EXERCISE AIM:
Take the line containing "endplate in the photo above." and all lines after it to the end of the records, and output them exactly.
....
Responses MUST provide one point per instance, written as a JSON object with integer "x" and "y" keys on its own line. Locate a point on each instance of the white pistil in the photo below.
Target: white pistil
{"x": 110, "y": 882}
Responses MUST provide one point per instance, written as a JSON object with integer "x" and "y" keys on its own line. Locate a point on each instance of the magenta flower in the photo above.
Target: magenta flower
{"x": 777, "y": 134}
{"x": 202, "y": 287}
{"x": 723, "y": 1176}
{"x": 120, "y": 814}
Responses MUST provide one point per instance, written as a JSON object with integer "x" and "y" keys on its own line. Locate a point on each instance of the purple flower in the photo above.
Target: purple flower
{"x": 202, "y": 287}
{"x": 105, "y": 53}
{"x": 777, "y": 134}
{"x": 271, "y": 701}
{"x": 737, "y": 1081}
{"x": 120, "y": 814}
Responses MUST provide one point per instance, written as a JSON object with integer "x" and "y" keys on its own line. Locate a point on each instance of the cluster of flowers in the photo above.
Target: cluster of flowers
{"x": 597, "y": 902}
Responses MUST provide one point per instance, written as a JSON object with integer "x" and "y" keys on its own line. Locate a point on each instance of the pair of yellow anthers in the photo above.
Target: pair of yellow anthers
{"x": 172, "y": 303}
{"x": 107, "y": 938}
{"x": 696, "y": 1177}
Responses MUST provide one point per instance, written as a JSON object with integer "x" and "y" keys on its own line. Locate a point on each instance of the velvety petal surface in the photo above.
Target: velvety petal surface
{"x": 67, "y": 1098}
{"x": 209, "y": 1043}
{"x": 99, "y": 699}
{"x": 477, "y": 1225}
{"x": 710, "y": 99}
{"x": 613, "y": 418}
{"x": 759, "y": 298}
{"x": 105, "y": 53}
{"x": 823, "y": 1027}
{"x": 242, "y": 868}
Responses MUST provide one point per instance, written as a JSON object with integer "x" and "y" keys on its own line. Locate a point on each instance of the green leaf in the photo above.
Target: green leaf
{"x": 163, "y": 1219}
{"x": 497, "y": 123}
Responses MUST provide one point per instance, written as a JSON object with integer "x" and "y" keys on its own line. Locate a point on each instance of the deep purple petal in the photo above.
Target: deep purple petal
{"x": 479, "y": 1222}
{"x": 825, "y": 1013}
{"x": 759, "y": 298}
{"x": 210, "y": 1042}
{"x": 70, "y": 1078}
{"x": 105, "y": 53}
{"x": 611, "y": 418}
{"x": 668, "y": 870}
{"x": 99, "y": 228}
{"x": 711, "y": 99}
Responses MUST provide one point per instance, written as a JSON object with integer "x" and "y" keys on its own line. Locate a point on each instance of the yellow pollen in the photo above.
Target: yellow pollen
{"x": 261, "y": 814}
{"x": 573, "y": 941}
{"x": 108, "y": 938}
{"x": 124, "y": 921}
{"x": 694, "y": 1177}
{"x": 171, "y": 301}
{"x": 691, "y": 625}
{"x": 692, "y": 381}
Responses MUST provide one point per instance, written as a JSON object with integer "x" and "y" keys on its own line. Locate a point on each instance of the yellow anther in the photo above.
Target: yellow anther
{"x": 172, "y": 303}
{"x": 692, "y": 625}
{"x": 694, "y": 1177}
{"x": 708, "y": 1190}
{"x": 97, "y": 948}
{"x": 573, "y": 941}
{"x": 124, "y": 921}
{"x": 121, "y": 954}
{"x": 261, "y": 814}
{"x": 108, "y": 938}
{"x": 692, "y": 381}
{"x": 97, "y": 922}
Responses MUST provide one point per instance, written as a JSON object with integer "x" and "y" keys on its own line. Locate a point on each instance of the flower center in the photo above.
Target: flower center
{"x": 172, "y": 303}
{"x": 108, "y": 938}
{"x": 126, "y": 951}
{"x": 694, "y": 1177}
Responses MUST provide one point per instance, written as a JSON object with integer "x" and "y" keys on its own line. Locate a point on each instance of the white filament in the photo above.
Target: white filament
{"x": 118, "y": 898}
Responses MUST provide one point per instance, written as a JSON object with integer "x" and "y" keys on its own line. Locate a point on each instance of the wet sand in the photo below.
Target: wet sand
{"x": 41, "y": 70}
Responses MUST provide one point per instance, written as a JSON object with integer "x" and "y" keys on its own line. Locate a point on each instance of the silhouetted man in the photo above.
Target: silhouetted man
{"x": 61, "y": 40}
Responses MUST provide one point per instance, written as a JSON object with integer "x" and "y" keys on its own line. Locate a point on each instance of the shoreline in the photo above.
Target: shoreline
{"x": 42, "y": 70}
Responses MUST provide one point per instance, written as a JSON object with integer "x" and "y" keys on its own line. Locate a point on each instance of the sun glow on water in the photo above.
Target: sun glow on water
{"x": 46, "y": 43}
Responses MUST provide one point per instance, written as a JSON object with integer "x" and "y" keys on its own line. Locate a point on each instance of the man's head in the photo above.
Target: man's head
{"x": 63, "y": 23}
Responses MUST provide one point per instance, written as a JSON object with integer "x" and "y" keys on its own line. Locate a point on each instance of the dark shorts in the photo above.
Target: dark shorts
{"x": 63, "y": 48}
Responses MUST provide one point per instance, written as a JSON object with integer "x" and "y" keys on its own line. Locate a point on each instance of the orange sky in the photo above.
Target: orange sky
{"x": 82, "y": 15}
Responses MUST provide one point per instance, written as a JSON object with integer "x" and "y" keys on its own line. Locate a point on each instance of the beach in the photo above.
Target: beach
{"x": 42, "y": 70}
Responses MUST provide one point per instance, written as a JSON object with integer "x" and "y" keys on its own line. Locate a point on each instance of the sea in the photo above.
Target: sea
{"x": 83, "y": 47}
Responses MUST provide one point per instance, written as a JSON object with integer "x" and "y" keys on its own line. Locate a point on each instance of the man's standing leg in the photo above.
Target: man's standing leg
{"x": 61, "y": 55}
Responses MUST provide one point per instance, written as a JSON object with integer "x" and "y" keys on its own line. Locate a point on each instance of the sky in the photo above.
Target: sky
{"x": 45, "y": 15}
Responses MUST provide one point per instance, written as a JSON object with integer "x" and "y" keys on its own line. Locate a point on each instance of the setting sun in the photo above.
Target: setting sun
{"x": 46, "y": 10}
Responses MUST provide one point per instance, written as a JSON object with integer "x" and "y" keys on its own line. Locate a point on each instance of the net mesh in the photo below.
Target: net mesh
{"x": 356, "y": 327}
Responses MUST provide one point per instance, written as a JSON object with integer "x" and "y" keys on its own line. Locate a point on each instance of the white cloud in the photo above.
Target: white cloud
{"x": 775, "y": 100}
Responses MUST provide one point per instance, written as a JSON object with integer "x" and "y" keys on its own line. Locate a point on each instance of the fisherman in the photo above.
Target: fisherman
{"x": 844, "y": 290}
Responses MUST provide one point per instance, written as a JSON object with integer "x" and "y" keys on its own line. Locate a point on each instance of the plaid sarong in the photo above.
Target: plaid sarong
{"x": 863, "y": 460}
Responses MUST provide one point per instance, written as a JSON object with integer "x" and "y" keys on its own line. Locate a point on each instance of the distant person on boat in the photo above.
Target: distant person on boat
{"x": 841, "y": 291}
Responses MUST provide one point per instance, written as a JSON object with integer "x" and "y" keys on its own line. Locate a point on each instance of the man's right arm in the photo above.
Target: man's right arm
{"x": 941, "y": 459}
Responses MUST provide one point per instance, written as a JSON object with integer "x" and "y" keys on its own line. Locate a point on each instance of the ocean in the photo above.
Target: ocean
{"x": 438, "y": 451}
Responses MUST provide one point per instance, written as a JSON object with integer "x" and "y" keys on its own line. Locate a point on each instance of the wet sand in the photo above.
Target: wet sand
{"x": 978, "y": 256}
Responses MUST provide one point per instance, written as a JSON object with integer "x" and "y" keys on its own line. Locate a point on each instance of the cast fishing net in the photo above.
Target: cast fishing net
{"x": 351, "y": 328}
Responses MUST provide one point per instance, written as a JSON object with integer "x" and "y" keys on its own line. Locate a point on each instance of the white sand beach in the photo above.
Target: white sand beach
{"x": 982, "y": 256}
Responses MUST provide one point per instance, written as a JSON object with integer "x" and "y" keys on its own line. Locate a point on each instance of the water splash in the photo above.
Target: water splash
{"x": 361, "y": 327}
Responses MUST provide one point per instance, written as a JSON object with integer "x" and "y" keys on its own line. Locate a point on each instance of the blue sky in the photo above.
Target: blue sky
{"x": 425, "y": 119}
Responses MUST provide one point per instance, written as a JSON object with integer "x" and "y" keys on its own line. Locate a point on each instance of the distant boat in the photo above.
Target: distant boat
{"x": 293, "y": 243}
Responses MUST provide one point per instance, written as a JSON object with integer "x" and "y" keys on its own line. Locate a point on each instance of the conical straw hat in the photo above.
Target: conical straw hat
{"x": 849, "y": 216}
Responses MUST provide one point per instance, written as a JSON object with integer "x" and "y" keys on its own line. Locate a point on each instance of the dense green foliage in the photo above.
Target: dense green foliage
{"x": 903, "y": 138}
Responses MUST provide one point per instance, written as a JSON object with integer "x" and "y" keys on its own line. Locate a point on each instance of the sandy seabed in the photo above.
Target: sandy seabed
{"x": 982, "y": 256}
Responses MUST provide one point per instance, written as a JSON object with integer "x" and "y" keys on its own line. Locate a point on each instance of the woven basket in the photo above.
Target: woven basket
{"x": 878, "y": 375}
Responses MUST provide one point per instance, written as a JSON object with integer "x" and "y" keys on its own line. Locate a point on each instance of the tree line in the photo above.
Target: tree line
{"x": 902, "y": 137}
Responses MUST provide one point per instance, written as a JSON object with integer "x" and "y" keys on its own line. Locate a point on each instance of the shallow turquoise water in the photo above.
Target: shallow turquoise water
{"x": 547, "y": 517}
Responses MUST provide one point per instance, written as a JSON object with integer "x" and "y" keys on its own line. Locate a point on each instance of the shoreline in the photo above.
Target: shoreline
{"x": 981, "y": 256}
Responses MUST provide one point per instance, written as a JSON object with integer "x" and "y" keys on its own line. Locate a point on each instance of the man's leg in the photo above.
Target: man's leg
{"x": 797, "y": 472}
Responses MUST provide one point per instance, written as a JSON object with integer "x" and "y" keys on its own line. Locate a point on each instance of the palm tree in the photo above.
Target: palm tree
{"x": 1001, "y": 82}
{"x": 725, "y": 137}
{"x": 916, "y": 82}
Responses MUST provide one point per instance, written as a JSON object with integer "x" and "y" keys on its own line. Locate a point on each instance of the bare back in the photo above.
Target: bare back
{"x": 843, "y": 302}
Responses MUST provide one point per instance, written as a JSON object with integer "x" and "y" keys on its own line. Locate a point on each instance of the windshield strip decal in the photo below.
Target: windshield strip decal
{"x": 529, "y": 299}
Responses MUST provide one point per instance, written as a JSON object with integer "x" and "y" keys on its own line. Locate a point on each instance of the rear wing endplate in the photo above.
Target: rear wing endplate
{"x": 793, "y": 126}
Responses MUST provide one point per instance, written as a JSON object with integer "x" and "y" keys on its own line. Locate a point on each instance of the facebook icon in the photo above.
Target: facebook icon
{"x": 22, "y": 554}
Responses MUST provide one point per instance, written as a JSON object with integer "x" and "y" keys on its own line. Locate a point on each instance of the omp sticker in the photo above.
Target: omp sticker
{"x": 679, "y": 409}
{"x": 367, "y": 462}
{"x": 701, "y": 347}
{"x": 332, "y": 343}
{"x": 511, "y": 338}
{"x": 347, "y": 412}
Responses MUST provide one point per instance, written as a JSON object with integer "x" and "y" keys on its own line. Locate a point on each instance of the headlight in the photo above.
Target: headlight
....
FINISHED TASK:
Responses MUST provide one point per instance, written as a JSON object with integer "x" and "y" keys on its own line. Locate a point on each instance of the rear wing endplate in the photo above.
Target: rear wing endplate
{"x": 793, "y": 126}
Responses MUST provide one point per instance, written as a JSON object with integer "x" and "y" keys on its own line. Locate a point on each instance of the facebook icon in the photo above.
Target: facebook icon
{"x": 22, "y": 554}
Responses MUST provide one point per instance, written as a JSON object with integer "x" and "y" keys on its own line. Locate a point on each instance of the omp sticker in the photo above.
Target: omp sticker
{"x": 679, "y": 409}
{"x": 367, "y": 462}
{"x": 701, "y": 347}
{"x": 332, "y": 343}
{"x": 511, "y": 338}
{"x": 347, "y": 412}
Responses MUST provide one point per instance, written as a JSON object with integer "x" and "y" keys on its own line. Locate a point on each instance of the headlight in the photo above.
Target: headlight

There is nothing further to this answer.